Begin

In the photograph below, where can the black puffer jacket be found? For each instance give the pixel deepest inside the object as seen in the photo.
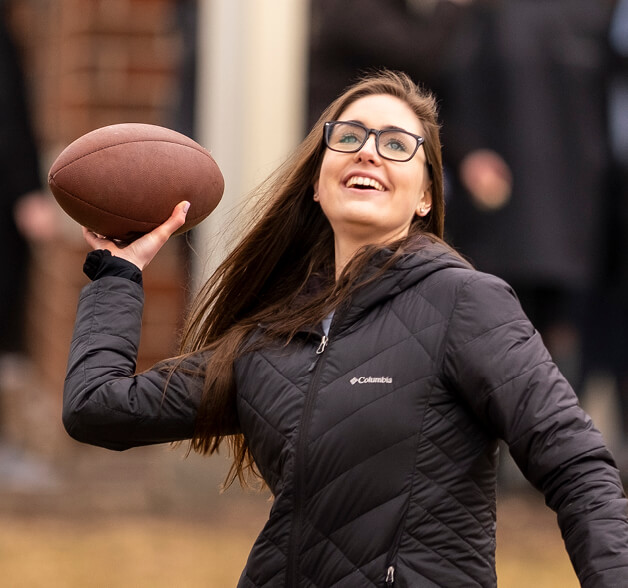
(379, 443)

End
Begin

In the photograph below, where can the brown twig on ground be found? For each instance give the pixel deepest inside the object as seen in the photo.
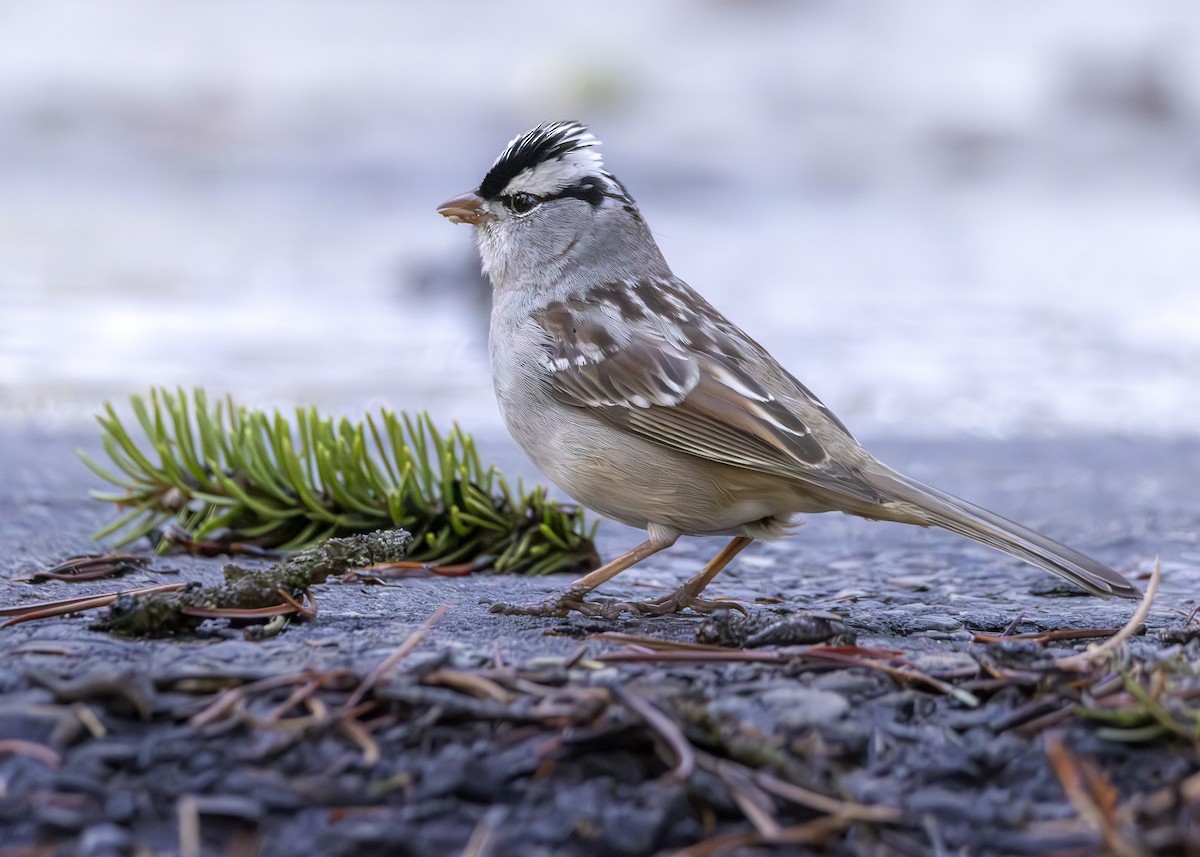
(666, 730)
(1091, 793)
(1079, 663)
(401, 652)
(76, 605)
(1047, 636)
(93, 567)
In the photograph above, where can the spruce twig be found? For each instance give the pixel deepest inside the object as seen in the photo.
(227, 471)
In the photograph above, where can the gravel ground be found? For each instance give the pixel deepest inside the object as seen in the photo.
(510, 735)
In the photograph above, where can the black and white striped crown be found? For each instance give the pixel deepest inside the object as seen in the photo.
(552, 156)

End

* [Problem description] Which lines in the listing above contain the string "twig"? Pick out each one and copy it in full, treating uppercase and lowercase as different.

* [Problem solution]
In the photograph below, where can the brown twig on ground be found? For each instance give the pixel deepest inside the object as seen in the photo.
In the photograph above, where can the spruce twig be found? For each instance give the pixel deepest inside the object as seen in the photo.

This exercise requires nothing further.